====== Input for this task
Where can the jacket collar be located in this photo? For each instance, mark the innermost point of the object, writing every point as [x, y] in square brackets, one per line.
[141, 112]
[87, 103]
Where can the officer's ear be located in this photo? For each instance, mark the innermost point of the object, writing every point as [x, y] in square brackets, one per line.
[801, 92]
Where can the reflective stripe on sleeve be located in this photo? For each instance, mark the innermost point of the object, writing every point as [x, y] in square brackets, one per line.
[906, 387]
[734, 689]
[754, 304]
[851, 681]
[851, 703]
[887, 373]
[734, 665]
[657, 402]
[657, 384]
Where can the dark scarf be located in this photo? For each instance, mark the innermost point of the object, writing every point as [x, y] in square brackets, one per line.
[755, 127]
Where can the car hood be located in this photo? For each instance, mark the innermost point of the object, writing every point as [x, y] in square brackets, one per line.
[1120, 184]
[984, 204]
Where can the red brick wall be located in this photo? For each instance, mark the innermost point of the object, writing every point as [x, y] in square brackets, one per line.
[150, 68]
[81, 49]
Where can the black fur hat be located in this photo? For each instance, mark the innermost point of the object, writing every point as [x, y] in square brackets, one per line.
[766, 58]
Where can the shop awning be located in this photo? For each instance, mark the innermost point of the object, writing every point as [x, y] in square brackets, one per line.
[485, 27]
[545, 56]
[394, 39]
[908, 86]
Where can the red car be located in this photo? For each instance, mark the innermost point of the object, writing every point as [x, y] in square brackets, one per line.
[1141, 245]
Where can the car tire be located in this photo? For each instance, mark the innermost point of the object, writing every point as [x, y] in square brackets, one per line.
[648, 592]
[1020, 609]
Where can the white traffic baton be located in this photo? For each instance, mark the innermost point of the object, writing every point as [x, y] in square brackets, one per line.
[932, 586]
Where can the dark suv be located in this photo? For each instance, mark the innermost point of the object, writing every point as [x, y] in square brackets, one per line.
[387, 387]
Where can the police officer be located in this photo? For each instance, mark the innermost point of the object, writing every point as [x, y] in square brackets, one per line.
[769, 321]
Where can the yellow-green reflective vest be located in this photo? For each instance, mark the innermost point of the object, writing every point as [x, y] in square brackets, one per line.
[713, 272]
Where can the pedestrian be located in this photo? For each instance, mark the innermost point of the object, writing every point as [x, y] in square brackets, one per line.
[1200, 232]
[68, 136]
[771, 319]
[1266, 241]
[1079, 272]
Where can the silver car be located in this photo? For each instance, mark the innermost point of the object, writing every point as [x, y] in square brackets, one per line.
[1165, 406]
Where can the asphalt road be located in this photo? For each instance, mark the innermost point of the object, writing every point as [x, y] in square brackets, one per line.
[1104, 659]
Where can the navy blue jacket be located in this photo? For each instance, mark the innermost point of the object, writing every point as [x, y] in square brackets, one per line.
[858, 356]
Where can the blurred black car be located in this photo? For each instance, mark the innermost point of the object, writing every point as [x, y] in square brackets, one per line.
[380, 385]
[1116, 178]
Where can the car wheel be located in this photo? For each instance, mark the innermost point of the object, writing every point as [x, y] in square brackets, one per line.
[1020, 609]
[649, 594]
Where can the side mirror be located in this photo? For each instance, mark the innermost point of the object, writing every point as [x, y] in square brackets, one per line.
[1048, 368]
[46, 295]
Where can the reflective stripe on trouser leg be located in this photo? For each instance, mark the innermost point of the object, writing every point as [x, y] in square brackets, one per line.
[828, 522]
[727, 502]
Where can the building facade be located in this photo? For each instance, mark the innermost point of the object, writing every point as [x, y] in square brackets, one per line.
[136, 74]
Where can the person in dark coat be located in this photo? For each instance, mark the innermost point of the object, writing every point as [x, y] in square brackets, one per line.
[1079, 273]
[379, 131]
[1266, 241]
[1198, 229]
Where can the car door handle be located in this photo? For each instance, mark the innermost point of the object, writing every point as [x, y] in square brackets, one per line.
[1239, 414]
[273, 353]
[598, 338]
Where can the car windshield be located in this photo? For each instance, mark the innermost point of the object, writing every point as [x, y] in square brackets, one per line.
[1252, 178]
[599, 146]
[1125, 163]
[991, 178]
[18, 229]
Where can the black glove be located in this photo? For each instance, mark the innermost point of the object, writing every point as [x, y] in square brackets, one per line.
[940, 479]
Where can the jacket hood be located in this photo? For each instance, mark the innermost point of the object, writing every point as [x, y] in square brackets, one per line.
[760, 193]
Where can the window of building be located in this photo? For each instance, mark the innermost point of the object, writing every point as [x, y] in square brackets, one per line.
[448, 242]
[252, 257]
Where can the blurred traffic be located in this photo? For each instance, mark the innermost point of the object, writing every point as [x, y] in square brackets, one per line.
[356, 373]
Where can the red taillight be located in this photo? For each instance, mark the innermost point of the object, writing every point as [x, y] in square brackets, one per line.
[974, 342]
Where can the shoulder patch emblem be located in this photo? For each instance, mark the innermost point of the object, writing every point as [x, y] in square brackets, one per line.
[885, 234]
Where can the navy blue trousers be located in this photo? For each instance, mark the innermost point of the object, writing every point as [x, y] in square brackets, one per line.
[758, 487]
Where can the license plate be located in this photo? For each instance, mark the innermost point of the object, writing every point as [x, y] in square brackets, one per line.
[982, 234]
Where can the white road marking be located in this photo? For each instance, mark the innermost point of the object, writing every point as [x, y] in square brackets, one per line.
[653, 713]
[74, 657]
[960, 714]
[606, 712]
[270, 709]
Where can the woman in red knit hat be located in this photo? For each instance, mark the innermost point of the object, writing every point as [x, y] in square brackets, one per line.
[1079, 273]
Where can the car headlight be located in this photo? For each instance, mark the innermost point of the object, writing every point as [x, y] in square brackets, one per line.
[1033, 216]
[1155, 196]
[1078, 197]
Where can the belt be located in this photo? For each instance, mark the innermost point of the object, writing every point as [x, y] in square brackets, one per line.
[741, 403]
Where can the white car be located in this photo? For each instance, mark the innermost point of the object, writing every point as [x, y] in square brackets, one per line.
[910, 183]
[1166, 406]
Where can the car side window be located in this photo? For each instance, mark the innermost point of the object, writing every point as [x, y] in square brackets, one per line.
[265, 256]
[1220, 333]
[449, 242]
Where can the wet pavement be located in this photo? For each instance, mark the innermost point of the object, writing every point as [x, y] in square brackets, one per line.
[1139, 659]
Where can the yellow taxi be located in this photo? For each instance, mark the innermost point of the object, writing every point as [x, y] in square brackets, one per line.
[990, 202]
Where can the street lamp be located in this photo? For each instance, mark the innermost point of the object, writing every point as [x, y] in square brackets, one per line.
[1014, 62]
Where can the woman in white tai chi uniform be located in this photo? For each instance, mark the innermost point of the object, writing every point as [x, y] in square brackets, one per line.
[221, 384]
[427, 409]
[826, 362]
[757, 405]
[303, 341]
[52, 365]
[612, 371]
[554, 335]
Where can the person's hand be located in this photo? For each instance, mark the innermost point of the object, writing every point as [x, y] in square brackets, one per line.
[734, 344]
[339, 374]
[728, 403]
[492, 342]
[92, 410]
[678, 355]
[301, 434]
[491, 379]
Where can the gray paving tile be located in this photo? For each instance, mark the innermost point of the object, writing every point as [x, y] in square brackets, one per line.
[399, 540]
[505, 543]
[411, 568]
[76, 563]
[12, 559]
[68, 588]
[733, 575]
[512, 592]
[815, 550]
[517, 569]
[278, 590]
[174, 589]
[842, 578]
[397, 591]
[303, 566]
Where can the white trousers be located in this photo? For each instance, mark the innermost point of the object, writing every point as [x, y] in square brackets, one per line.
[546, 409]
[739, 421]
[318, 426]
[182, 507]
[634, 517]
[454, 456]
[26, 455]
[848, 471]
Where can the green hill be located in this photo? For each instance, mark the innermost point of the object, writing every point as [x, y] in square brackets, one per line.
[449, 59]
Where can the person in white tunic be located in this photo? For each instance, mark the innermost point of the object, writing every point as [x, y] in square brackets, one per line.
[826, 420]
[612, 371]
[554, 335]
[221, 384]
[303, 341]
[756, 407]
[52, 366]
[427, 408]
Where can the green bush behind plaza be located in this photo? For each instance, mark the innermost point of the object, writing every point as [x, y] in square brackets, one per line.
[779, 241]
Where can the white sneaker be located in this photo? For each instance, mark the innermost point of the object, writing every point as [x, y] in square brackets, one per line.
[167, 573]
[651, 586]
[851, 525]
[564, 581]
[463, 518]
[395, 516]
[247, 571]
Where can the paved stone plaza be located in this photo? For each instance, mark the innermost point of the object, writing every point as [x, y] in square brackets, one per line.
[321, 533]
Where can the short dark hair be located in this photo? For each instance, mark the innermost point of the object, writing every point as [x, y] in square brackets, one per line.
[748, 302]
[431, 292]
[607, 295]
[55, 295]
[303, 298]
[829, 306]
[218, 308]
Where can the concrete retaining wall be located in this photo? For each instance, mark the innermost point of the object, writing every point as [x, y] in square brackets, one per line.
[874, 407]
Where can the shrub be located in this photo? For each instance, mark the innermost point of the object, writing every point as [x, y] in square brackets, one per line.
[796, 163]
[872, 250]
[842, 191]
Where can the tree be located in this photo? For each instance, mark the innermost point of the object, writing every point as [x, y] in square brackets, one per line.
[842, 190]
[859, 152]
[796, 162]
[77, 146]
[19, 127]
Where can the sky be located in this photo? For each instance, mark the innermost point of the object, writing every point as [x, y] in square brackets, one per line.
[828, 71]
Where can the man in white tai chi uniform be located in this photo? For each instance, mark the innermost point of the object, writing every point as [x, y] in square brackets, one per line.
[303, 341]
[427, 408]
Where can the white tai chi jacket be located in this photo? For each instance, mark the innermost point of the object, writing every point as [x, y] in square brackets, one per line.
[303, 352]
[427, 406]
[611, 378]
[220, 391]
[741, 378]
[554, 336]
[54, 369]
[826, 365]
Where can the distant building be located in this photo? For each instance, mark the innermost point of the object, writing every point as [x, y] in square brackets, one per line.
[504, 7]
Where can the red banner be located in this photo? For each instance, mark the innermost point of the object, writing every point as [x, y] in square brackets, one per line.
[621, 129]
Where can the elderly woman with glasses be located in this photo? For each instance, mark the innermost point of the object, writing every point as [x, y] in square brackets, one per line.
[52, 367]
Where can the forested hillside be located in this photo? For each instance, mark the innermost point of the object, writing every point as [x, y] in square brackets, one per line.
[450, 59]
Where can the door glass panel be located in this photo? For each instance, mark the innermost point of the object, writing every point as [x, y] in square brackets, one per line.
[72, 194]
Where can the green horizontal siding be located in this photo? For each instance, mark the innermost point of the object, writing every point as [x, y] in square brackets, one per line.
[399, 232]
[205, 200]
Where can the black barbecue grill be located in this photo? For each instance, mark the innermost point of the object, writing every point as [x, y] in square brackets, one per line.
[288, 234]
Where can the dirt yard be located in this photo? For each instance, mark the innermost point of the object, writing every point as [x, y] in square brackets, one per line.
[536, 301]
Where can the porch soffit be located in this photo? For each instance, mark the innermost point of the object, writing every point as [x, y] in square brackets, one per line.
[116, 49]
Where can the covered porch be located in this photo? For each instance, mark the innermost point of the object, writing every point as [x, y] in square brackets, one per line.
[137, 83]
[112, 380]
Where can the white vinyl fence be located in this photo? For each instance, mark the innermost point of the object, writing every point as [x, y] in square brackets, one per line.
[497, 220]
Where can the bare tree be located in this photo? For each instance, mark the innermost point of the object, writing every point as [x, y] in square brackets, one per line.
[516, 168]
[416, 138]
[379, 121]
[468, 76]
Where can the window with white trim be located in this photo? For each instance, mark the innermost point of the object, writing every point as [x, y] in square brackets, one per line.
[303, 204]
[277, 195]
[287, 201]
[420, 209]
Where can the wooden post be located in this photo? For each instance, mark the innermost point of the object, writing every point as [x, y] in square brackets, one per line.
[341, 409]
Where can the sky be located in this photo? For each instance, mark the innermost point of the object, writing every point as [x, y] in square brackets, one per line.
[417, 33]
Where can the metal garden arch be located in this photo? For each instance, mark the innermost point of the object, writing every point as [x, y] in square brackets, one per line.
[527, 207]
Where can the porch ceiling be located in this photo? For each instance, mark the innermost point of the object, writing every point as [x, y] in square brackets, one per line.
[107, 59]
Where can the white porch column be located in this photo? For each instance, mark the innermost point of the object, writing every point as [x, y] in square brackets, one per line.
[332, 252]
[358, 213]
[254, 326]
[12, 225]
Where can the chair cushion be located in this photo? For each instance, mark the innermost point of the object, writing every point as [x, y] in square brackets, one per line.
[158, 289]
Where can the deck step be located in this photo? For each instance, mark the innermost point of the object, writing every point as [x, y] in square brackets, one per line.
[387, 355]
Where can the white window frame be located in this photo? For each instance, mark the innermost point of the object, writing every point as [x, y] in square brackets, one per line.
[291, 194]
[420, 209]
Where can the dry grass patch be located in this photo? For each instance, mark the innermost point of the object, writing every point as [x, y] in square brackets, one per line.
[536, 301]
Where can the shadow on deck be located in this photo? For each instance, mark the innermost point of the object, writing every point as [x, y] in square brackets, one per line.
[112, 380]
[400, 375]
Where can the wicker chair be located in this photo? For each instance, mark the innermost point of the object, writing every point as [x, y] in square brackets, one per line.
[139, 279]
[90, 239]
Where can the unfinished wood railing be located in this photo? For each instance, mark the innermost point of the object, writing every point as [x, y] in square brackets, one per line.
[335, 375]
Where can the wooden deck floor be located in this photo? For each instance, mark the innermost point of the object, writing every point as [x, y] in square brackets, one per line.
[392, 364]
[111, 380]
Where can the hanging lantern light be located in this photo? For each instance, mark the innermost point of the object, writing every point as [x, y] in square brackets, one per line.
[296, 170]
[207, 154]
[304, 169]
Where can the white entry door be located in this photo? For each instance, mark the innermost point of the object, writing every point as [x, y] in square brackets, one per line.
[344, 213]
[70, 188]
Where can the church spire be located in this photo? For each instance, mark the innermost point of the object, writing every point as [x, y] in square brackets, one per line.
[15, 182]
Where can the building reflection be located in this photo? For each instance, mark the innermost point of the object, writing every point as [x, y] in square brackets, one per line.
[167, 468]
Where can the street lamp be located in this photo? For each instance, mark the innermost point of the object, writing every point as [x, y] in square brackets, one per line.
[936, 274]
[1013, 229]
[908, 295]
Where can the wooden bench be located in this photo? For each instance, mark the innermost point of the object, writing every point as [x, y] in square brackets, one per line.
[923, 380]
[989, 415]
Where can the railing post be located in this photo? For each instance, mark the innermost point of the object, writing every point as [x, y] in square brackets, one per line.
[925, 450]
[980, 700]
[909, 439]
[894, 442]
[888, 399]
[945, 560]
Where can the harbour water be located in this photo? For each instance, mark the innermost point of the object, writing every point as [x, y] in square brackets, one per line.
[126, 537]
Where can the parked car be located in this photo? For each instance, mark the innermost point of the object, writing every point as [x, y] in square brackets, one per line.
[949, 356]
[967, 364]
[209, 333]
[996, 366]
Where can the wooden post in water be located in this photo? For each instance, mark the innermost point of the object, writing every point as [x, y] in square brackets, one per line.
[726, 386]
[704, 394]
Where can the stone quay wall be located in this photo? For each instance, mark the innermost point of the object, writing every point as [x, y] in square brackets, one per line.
============
Task details. Reproduce the lines from the one with "Where can the silver" to the one with "[1198, 229]", requests included, multiplying each point coordinate by 0.35 and rounding to whole numbers with halves rounded up.

Written answer.
Where can the silver car be located in this photo? For each instance, mark the innermost point of the object, writing every point as [x, y] in square brackets, one per line.
[408, 142]
Where can the asphalt road be located in this photo? For each instance, mark the innermost point of the object, writing every point as [x, y] in square brackets, one per line.
[386, 231]
Where can the navy blue jacket be located in this photo? For each instance, mark the innermost point of the object, writing every point as [x, y] in square brackets, one per line.
[300, 125]
Where can the blurred black car be located in this photo? For each instance, mark the innermost point of the object, writing every point as [x, y] in square brackets, one per line.
[133, 135]
[391, 62]
Where can the car wheel be located in this photo? For each instance, mark the innermost point of the object, writing every point as [x, y] in square brackets, one per line.
[357, 213]
[227, 208]
Where can the side mirror be located in this photo? For each instance, mark the innermost point of the object, writing every point as [x, y] in square brackets, one per line.
[367, 129]
[16, 103]
Where can the reflective stripe on trouser leg be located in this photo? For each instance, mark the innermost point of the object, writing every point as [x, y] in square brackets, one per line.
[290, 183]
[254, 176]
Where can the building facade be located in this photo? For each instance, mark the innermost point of the object, writing every point as [x, y] in square brackets, one per line.
[48, 26]
Where can the person in dark coat be located in this photo? For each instance, mark the innermost point of the object, writing every point as [x, y] in square brackets, one per line.
[378, 96]
[133, 46]
[443, 84]
[419, 80]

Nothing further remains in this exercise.